[Some data]
··········

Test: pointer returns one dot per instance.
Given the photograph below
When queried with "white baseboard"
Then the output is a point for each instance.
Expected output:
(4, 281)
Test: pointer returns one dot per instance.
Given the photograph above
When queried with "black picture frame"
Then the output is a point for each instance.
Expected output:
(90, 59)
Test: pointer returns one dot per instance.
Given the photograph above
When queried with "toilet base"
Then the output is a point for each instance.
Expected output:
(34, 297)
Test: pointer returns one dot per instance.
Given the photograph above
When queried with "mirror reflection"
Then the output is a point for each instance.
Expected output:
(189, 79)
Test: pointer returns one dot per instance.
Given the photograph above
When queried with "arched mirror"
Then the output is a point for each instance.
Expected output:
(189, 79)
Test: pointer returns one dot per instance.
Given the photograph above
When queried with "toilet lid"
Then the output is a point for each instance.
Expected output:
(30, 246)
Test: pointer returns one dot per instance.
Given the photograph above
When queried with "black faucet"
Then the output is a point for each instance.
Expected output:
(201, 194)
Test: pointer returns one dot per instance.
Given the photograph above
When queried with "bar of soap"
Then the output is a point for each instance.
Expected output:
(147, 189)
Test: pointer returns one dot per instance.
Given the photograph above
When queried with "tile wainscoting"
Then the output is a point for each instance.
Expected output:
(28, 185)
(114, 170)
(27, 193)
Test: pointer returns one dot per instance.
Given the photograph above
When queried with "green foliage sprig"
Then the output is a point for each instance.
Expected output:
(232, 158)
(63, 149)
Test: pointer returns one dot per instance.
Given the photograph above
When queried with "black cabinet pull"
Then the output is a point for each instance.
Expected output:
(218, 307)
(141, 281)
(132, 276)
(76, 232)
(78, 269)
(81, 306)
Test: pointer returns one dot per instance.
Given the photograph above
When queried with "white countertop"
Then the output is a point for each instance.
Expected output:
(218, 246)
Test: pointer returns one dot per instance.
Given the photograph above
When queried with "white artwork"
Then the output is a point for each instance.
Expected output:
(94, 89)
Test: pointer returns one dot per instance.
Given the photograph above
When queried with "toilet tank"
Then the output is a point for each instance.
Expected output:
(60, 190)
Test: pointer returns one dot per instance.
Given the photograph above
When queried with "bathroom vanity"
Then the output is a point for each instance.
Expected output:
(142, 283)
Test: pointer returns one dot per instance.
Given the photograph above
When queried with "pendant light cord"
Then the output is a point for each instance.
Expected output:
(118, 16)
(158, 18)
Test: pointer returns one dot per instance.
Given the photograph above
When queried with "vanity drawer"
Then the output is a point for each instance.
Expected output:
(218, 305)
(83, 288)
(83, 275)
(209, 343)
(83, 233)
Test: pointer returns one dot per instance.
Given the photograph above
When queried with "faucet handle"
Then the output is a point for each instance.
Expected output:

··········

Find every line of the data above that contains the word "vanity" and copy those lines, matching case exactly.

When queried with "bathroom vanity"
When queried with "vanity drawer"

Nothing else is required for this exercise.